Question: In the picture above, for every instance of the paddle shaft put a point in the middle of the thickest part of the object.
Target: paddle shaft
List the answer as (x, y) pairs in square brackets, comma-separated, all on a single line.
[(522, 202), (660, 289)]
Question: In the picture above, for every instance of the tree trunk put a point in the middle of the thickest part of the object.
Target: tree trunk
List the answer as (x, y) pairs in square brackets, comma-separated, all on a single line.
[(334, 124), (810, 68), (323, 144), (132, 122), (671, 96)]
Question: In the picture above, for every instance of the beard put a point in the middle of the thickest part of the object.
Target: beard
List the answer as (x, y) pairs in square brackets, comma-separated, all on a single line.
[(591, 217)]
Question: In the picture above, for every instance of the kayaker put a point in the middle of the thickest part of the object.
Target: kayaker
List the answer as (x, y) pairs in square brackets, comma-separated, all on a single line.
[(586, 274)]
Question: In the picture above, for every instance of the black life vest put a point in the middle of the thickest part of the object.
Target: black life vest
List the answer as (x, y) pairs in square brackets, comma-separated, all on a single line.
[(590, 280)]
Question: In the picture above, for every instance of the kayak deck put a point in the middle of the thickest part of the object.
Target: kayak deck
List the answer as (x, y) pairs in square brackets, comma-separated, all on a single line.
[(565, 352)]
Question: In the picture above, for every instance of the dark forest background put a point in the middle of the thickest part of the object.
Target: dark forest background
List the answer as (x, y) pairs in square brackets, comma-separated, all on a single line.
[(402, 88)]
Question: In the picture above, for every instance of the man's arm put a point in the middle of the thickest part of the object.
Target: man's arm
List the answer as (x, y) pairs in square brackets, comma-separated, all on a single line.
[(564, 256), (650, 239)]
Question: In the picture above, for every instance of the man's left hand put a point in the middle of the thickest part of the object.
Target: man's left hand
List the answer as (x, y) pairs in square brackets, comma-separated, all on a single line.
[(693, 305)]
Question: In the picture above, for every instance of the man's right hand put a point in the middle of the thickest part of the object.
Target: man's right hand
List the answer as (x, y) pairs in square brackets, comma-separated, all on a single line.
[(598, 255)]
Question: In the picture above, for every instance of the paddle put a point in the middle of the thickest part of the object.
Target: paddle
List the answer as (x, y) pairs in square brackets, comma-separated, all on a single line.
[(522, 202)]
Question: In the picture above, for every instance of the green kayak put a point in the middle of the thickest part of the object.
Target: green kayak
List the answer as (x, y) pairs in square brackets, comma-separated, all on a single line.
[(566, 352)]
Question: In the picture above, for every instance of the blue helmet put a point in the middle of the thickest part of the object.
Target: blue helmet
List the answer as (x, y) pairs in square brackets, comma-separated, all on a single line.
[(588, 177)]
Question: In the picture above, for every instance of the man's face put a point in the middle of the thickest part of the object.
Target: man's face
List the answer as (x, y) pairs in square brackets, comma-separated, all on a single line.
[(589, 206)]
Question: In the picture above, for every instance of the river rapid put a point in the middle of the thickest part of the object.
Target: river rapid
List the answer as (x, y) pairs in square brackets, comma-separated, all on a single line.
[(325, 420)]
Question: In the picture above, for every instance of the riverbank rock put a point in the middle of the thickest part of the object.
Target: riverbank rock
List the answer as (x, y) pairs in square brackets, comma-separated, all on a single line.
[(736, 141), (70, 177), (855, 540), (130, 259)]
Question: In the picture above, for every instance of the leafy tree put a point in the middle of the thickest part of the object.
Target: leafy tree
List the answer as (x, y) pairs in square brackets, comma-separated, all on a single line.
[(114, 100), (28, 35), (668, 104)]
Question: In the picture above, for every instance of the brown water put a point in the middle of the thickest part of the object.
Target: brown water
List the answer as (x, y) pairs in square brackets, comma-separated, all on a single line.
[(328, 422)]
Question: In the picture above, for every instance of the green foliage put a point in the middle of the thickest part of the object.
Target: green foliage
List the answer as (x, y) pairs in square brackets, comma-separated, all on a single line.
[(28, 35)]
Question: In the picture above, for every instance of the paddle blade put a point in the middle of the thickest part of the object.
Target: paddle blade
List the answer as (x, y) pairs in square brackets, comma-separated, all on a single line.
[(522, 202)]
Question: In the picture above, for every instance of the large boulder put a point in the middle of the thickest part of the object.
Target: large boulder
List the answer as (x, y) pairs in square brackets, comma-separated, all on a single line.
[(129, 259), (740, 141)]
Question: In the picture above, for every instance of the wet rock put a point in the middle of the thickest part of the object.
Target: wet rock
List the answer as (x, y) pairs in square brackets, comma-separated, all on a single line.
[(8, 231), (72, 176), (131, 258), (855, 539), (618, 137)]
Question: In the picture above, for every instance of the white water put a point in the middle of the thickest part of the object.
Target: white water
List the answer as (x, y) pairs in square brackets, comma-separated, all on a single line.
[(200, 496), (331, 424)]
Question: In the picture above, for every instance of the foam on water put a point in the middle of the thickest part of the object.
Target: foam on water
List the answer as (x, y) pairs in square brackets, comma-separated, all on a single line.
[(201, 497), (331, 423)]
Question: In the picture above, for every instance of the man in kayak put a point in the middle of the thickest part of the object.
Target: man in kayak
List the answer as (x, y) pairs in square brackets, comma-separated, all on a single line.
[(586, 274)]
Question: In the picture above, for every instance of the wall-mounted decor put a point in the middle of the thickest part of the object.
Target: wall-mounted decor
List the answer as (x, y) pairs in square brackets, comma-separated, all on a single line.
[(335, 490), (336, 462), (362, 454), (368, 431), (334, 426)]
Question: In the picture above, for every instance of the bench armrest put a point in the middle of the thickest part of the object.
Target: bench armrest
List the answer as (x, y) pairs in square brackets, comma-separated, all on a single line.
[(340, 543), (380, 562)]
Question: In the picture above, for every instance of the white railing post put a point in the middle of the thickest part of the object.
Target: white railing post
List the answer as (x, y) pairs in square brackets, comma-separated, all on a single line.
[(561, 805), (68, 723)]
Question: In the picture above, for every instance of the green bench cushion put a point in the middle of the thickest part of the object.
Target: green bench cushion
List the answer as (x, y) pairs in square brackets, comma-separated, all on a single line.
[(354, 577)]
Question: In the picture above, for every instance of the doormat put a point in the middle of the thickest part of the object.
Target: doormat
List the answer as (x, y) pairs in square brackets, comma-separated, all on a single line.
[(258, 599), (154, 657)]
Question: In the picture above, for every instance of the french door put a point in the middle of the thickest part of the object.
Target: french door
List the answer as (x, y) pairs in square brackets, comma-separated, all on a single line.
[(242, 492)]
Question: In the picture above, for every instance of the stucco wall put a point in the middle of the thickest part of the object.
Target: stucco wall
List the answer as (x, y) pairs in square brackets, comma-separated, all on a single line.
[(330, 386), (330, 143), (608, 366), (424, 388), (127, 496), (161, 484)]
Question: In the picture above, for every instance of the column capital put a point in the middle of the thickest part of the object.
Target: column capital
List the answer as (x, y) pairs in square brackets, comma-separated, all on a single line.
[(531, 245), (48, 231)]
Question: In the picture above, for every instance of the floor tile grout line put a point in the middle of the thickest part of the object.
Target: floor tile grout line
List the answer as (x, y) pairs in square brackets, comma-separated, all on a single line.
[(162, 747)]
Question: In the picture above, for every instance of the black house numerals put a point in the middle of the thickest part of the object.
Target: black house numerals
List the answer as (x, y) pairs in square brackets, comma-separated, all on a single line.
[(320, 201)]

□ □ □ □ □

- SET EXERCISE
Reproduce everything from the line containing "the green kayak" down to the line containing "[(114, 100), (28, 35), (668, 104)]", substituting "widest" for "thickest" and leaving the rest unchanged.

- WRITTEN SOLUTION
Question: In the picture above, for every instance of the green kayak put a point in the middle of the widest part of the object.
Target: green kayak
List the answer as (x, y) pairs in square brackets, comma-separated, all on a single line.
[(566, 352)]
Question: In the picture above, for every instance of the blue helmet put a point in the middle of the widest part of the object.
Target: blue helmet
List the answer as (x, y) pairs in square brackets, comma-separated, all on a single line.
[(588, 177)]
Question: In the picture above, for every instance of the man's face put a point in the middle of the widest part of the object.
Target: man's face
List the answer as (x, y) pairs in square brackets, comma-separated, all on a single line.
[(589, 206)]
Question: In the picture above, for every instance of the river rapid put a point in the middle of the widest part of the object.
Target: river rapid
List the answer as (x, y) pairs in square brackets, comma-separated, all on a single line.
[(325, 420)]
Question: In the picture above, for every instance of the riverbank rock put a point in the middle of the widest part of the object.
Target: riverbank rock
List the answer as (x, y) pairs in square brackets, comma-separated, all on a single line.
[(736, 141), (70, 177), (855, 540), (130, 259)]
Question: In the picture above, for every instance of the leafy tree put a point in the middle of the widest part of the object.
Target: leafy tree
List the answer as (x, y) pairs in square brackets, comma-separated, all on a single line.
[(114, 100), (28, 35), (668, 104)]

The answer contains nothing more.